What the exercise asks: Where in the entries below does "pairs" appear? Copy every line that has it.

Information:
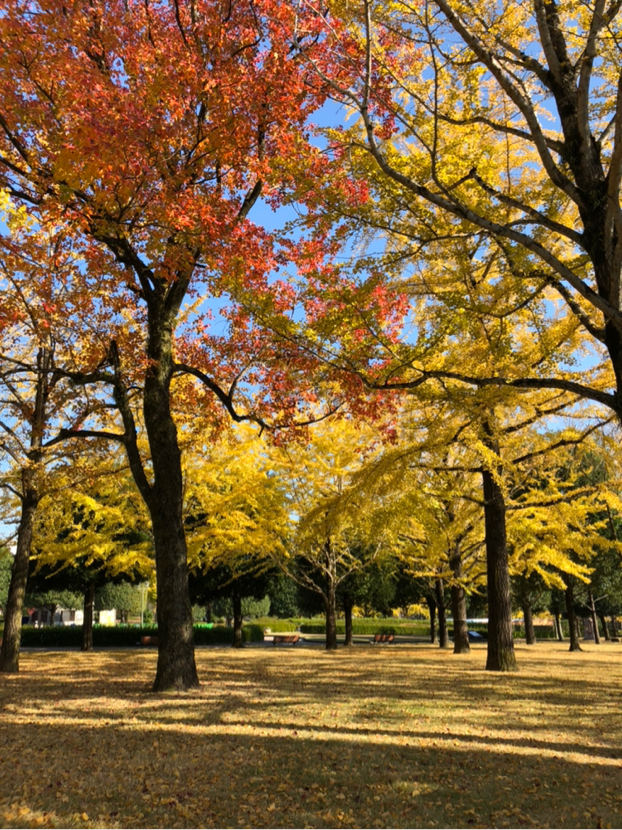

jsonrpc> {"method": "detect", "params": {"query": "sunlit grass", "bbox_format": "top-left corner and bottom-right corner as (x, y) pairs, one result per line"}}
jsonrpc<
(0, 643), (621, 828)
---
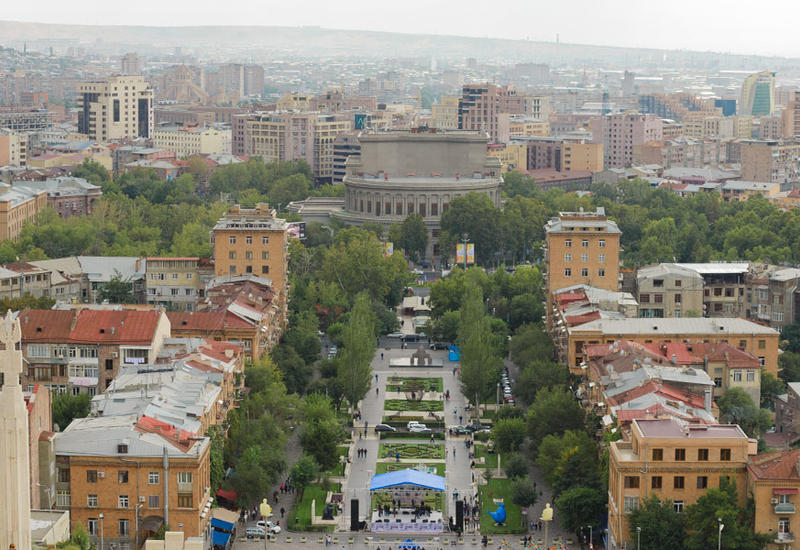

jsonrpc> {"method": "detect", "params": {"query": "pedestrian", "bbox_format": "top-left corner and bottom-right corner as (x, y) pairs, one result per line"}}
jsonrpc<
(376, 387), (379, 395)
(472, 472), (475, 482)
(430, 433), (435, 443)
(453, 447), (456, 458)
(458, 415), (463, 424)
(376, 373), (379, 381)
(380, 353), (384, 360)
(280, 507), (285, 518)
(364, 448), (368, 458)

Output below:
jsonrpc> {"method": "detect", "params": {"query": "sunlit grass", "bbox_format": "top-left corner and bottom-right corner as (x, y) pairs, one result per line"}}
jsonrpc> {"method": "detect", "params": {"query": "pedestrian", "bbox_format": "top-left corner and bottom-right corner as (x, y) pairs, one result per line"}}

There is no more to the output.